══ Document text ══

This won’t be easy in a highly uncompetitive market where the big players have such entrenched positions, so we will need to make use of our existing assets. This is one key benefit of Labour’s proposals to create a National Investment Bank and Regional Development Banks with a remit to support sustainable and productive lending, and a Post Bank making use of the Post Office’s existing branch network to provide access to key retail banking services in every community. Taken together and implemented carefully, these new institutions could significantly reduce our dependence on large commercial banks within a relatively short timeframe.

RBS is another key asset that must be used strategically: we must not forget that one of the UK’s largest retail banks is still in majority public ownership, albeit without meaningful public control. Unless we fight to keep it there, it will most likely be reprivatized to prevent a future radical government from getting its hands on it and turning it into a genuine public interest bank. We cannot afford to let this happen, and must build a much stronger force of popular opposition to a future Conservative firesale of RBS.

═══
══ Entries supplied ══

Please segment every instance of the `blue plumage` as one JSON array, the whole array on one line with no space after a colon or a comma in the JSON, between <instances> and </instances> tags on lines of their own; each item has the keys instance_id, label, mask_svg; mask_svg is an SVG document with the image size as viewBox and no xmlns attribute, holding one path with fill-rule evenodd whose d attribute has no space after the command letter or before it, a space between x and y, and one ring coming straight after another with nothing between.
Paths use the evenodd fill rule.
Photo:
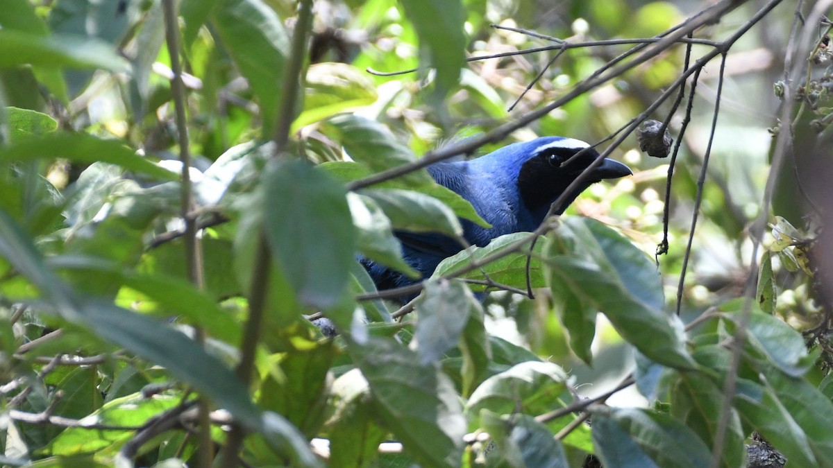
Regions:
<instances>
[{"instance_id":1,"label":"blue plumage","mask_svg":"<svg viewBox=\"0 0 833 468\"><path fill-rule=\"evenodd\" d=\"M485 228L461 220L463 236L483 246L498 236L534 231L544 221L550 206L599 153L586 151L565 167L561 165L587 143L562 137L545 137L508 145L471 161L438 162L428 167L434 180L468 200L477 213L491 225ZM591 184L603 179L630 175L621 162L606 159L567 197L562 208ZM423 277L431 274L443 259L463 246L440 234L397 232L405 260ZM379 290L414 282L404 275L368 260L362 263Z\"/></svg>"}]
</instances>

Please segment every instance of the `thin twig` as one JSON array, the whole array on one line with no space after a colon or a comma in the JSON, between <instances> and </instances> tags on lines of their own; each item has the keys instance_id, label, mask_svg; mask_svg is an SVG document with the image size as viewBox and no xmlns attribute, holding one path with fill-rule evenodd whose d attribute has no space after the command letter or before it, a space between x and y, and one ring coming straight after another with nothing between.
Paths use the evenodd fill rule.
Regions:
<instances>
[{"instance_id":1,"label":"thin twig","mask_svg":"<svg viewBox=\"0 0 833 468\"><path fill-rule=\"evenodd\" d=\"M833 0L820 0L813 7L808 17L810 24L816 24L824 17L824 12L833 4ZM793 60L792 52L797 51L798 57L808 57L810 44L812 42L813 32L811 28L806 28L804 35L799 42L796 42L795 35L791 35L787 47L787 53L785 60L785 80L783 105L781 109L781 120L782 122L790 122L790 116L792 112L794 102L794 92L790 83L789 77L798 76L803 64L802 60ZM761 241L764 236L764 230L766 227L766 219L769 217L770 207L772 205L772 197L775 193L776 183L781 174L787 157L788 147L792 144L793 127L785 127L778 133L776 140L775 151L773 152L772 162L770 166L770 176L766 180L766 187L764 189L764 197L761 204L761 212L758 217L750 228L750 238L752 241L752 255L750 262L749 276L744 287L744 304L741 311L741 318L735 331L734 340L731 343L731 360L729 363L729 369L726 371L726 379L723 388L723 401L721 404L721 412L717 420L717 432L715 435L712 466L720 466L720 457L722 455L722 447L726 443L726 435L729 426L729 419L731 416L732 402L735 399L735 393L737 386L737 372L741 366L741 357L743 354L743 346L746 338L746 329L749 326L750 317L751 316L752 301L756 296L756 277L758 274L758 251L761 248ZM721 449L718 451L717 449Z\"/></svg>"},{"instance_id":2,"label":"thin twig","mask_svg":"<svg viewBox=\"0 0 833 468\"><path fill-rule=\"evenodd\" d=\"M680 271L680 282L677 285L677 303L676 315L680 315L682 308L682 293L686 286L686 271L688 269L688 261L691 255L691 246L694 244L694 232L697 227L697 218L700 216L700 205L703 201L703 187L706 184L706 174L709 170L709 157L711 155L711 144L715 141L715 132L717 131L717 117L720 115L721 93L723 90L723 72L726 71L726 56L723 55L721 61L721 72L717 78L717 100L715 101L715 111L711 117L711 133L709 135L709 142L706 147L706 153L703 155L703 165L700 169L700 177L697 178L697 194L694 197L694 212L691 214L691 227L688 232L688 244L686 246L686 252L682 259L682 268ZM693 95L693 93L692 93Z\"/></svg>"},{"instance_id":3,"label":"thin twig","mask_svg":"<svg viewBox=\"0 0 833 468\"><path fill-rule=\"evenodd\" d=\"M302 79L304 57L307 56L307 36L312 22L312 0L300 0L298 18L292 33L292 44L289 60L284 70L284 83L282 89L284 98L281 103L277 122L275 127L273 142L275 143L272 157L283 154L289 142L289 131L295 117L297 90ZM254 370L255 353L260 342L266 311L266 297L268 293L272 254L266 241L265 232L261 232L258 240L257 254L252 276L252 290L249 295L249 316L246 321L243 341L241 344L241 358L237 366L237 377L244 385L252 380ZM246 430L240 424L232 425L232 431L226 441L220 466L233 468L238 465L237 454L242 446Z\"/></svg>"},{"instance_id":4,"label":"thin twig","mask_svg":"<svg viewBox=\"0 0 833 468\"><path fill-rule=\"evenodd\" d=\"M363 179L354 181L347 184L347 188L353 191L360 188L365 188L367 187L381 183L414 171L417 171L426 167L426 166L430 166L431 164L448 159L456 155L473 152L475 150L486 143L500 141L512 132L519 128L522 128L529 123L538 120L585 92L598 87L608 81L637 67L638 65L654 58L660 51L673 46L689 32L696 31L706 24L711 24L716 18L721 17L726 12L734 9L737 6L738 3L733 0L721 0L704 11L694 15L691 18L687 19L683 23L685 26L679 27L674 33L662 37L656 42L652 42L647 47L646 47L646 50L642 52L642 53L634 57L631 62L621 64L617 67L613 67L607 73L604 73L603 75L591 76L585 80L582 80L570 92L565 93L563 96L550 104L522 115L517 119L501 125L479 137L464 140L458 144L449 145L448 147L445 147L441 149L428 152L418 161L392 167ZM744 30L744 32L746 32L746 30ZM555 47L550 47L549 49L543 48L541 50L551 50L552 48L557 48L557 46ZM707 54L706 57L709 57L711 59L719 53L719 52L714 52L713 51L713 53Z\"/></svg>"},{"instance_id":5,"label":"thin twig","mask_svg":"<svg viewBox=\"0 0 833 468\"><path fill-rule=\"evenodd\" d=\"M191 144L188 141L188 122L185 115L185 84L182 82L182 66L179 61L179 26L177 24L177 6L174 0L162 0L162 16L165 20L165 42L171 60L171 96L173 98L174 117L179 143L179 162L182 165L180 181L180 216L185 222L185 264L188 271L188 279L197 289L202 291L205 285L202 253L197 236L197 217L194 211L193 186L191 182ZM206 335L202 327L195 328L197 341L205 344ZM209 468L214 459L213 441L211 436L211 424L208 413L211 411L205 396L199 399L200 435L198 446L198 466Z\"/></svg>"}]
</instances>

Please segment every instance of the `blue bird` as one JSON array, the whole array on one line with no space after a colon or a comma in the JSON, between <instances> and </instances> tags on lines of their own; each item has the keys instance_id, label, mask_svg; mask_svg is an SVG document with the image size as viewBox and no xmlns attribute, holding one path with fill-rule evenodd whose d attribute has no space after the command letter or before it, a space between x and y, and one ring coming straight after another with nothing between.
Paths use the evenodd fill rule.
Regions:
<instances>
[{"instance_id":1,"label":"blue bird","mask_svg":"<svg viewBox=\"0 0 833 468\"><path fill-rule=\"evenodd\" d=\"M544 137L508 145L470 161L437 162L427 170L437 183L468 200L477 214L491 225L485 228L461 220L466 241L483 246L504 234L536 229L553 202L598 157L596 150L588 149L561 167L561 163L589 146L572 138ZM631 173L627 166L605 159L570 192L556 214L561 214L591 184ZM441 234L397 232L396 235L402 242L406 261L422 278L430 276L445 258L463 249L457 241ZM415 282L372 261L362 259L362 263L379 291ZM402 297L400 301L404 303L412 297Z\"/></svg>"}]
</instances>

═══

Study questions:
a – Transcribe the stretch of the public banking passage from "RBS is another" through "firesale of RBS.".
b – List the new institutions that Labour proposes to create, according to the public banking passage.

Solutions below:
a –
RBS is another key asset that must be used strategically: we must not forget that one of the UK’s largest retail banks is still in majority public ownership, albeit without meaningful public control. Unless we fight to keep it there, it will most likely be reprivatized to prevent a future radical government from getting its hands on it and turning it into a genuine public interest bank. We cannot afford to let this happen, and must build a much stronger force of popular opposition to a future Conservative firesale of RBS.

b –
National Investment Bank
Regional Development Banks
Post Bank